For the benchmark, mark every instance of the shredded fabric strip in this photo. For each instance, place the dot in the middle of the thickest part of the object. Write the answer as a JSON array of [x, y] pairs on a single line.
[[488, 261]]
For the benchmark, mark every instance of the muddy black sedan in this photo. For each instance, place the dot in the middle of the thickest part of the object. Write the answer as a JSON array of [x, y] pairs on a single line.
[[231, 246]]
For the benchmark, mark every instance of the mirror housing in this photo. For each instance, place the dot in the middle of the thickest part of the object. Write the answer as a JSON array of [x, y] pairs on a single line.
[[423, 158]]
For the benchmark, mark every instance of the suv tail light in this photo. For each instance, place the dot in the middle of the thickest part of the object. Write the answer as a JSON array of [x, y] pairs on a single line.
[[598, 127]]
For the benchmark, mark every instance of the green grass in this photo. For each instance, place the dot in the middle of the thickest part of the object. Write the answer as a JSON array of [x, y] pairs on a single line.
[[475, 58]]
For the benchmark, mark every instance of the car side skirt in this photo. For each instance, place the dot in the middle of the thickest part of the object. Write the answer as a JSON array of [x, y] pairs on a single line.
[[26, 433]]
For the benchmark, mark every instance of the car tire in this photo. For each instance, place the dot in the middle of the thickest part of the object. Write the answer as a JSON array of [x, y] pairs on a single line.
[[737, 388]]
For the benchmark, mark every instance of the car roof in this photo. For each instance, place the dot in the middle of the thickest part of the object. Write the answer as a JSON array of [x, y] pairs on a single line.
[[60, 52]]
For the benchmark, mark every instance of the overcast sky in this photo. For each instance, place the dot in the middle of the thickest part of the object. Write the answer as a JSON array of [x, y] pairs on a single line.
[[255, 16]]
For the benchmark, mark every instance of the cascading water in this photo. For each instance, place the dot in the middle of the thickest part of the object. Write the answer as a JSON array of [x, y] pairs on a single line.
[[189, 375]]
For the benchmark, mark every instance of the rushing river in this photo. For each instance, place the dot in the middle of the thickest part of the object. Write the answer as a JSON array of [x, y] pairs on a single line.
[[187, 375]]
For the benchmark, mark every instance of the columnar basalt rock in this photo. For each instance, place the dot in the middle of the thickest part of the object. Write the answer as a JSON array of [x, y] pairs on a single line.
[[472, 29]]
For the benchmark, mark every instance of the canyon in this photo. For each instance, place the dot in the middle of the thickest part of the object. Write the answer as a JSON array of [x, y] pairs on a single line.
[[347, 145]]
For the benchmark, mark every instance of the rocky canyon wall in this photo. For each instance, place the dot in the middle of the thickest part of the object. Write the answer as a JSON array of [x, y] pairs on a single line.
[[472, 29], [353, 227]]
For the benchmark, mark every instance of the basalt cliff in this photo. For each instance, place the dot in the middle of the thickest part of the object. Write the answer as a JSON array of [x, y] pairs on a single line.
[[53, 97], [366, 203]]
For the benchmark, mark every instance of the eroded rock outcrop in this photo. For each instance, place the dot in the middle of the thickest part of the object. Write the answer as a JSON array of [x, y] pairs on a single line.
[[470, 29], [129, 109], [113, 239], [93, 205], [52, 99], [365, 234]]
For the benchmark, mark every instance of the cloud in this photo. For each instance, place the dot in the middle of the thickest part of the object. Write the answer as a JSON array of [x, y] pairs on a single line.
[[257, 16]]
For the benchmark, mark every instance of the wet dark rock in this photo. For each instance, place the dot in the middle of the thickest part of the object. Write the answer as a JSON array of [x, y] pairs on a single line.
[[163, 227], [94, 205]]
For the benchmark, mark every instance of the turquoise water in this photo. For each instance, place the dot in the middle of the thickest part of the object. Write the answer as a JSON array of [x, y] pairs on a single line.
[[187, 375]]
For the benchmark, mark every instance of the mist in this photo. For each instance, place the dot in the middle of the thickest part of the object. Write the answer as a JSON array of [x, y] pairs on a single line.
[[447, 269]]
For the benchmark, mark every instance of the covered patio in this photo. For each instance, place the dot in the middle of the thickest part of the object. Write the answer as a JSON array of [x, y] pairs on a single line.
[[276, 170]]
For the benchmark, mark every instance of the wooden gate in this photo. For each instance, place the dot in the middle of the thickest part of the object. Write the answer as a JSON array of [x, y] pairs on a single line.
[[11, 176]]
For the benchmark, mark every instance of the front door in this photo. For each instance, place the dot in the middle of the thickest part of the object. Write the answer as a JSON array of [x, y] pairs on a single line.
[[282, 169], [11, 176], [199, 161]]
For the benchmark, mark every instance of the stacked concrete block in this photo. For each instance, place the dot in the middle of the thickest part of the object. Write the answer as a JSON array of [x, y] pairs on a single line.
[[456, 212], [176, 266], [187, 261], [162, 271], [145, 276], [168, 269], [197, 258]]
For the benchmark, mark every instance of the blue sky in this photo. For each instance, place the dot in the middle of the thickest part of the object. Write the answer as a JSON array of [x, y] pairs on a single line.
· · · · · · ·
- **EXERCISE BRIEF**:
Can you copy all of the lines above, word for word?

- **ANSWER**:
For the benchmark, mark every instance of the shredded fabric strip in this photo. For each instance, place the dot in the middle of the thickest part of the object. Write the answer as a JSON array of [x, y] pairs on a single line.
[[488, 261]]
For the benchmark, mark every instance of the muddy black sedan in this photo. For each instance, place the dot in the middle of the thickest part of the object. Write the answer as a JSON array of [x, y] pairs on a single line.
[[231, 246]]
For the benchmark, mark every instance of the mirror housing in this photo. For each instance, place the dot in the middle of the thickest part of the object. Write the answer as a JSON array of [x, y] pairs on a single line.
[[423, 158]]
For the benchmark, mark every instance of the suv tail light in this photo. For each instance, place the dot in the middle of the thickest part of the object. Write the answer as a JSON array of [x, y] pairs on a single line.
[[598, 127]]
For the benchmark, mark every instance of the green grass in this photo. For each instance, place the dot in the middle of the thickest part of the object. Write the answer as a JSON array of [x, y] pairs on a single line.
[[475, 58]]
For the benchmark, mark every instance of the car side skirt in this photo. For each instance, place the dot in the middle of the thickest part of the object. Write the answer as a JSON array of [x, y] pairs on a single line.
[[26, 433]]
For the benchmark, mark every instance of the car tire in this photo. For each instance, place the dot in the middle of the thickest part of the object. Write the answer as a JSON array of [x, y] pairs on a single line.
[[737, 388]]
For the benchmark, mark every instance of the car roof in this photo. For each instance, place the dot in the middle of the thickest part of the object. Write the answer as a JSON array of [x, y] pairs on a single line.
[[60, 52]]
For the benchmark, mark every instance of the overcast sky in this photo. For each instance, place the dot in the middle of the thickest part of the object. Write the answer as a JSON array of [x, y] pairs on a single line.
[[255, 16]]
For the benchmark, mark every instance of the cascading water in this photo. For each instance, place the dot in the middle of the thickest part of the object. Write the answer as a JSON array of [x, y] pairs on a single line.
[[189, 375]]
For the benchmark, mark every instance of the rushing river in this photo. For each instance, place the dot in the middle of the thickest part of the object. Write the answer as a JSON array of [x, y] pairs on a single line.
[[187, 375]]
For the benchmark, mark every instance of the columnar basalt rock in this photo. For each instance, place the dot in the middle of the thickest part of the object. Write the answer as a JSON array of [x, y] pairs on a single line.
[[472, 29]]
For the benchmark, mark every instance of the canyon in this photo. For each instance, place the dot in the middle of the thickest part of the object. Write the answer as a JSON array of [x, y] pairs on a single line.
[[347, 145]]
For the benchmark, mark every instance of the rocky canyon wall in this photo. For each instance, place the dot in the middle of the thickest part of the object. Write the answer as a JSON array of [x, y] pairs on a single line.
[[472, 29], [353, 227]]
For the benchmark, mark every instance of the basalt cliff in this photo. For each instance, place the dot in the middle of the thickest part of the object. Write the answer as a JSON array of [x, y] pairs on a single line.
[[53, 97], [366, 203]]
For the benchmark, mark every instance of the eroded rock outcrop in this photo. For each instance, place the dot in the middle of the thickest part of the object. Write the answer as a JSON array of [x, y] pairs on a single line.
[[470, 29], [129, 109], [113, 239], [93, 205], [52, 99], [365, 234]]
For the benchmark, mark every instance of the cloud in this photo. For each instance, place the dot in the middle of the thickest part of the object. Write the answer as a JSON array of [x, y] pairs on a single line.
[[257, 16]]
For the benchmark, mark every instance of the wet dark rock in this photo. For each instance, place the dot in the middle of the thickest part of the object. Write the answer as a JSON array of [x, y] pairs on a single line.
[[163, 227], [94, 205]]
For the benchmark, mark every instance of the turquoise water in this photo. For each instance, place the dot in the middle of the thickest part of the object. Write the answer as a JSON array of [x, y] pairs on a single line.
[[187, 375]]
For the benchmark, mark every instance of the mist in this photo. For each instance, place the dot in the middle of the thickest part of the object. Write the answer as a JSON array of [x, y] pairs on a single line.
[[447, 269]]
For the benchmark, mark every instance of the covered patio in this photo. For each instance, place the dot in the middle of the thickest part of the object. Write the answer as a JSON array of [x, y] pairs on a single line.
[[276, 170]]
For the benchmark, mark every instance of the wooden gate in this photo. For each instance, place the dot in the middle of the thickest part of the object. Write the answer as a JSON array of [x, y] pairs on a single line.
[[11, 176]]
For the benchmark, mark every instance of the front door in this photo. For each instance, place the dot in the middle of the thickest part of the object. Write the answer as a JSON array of [x, y] pairs on a single line.
[[282, 169], [11, 176], [199, 161]]
For the benchmark, mark every instance of the stacked concrete block in this photo. For each instance, place the dot in the middle of the thickest part of the object. Write the answer as a JSON array of [x, y] pairs on a single line.
[[456, 212], [176, 266], [187, 261], [162, 271], [145, 276], [168, 269], [197, 258]]
For the benchmark, mark every instance of the blue sky in this photo. For each instance, place the dot in the middle of the thickest part of the object. Write the answer as a JSON array of [x, y] pairs on a single line.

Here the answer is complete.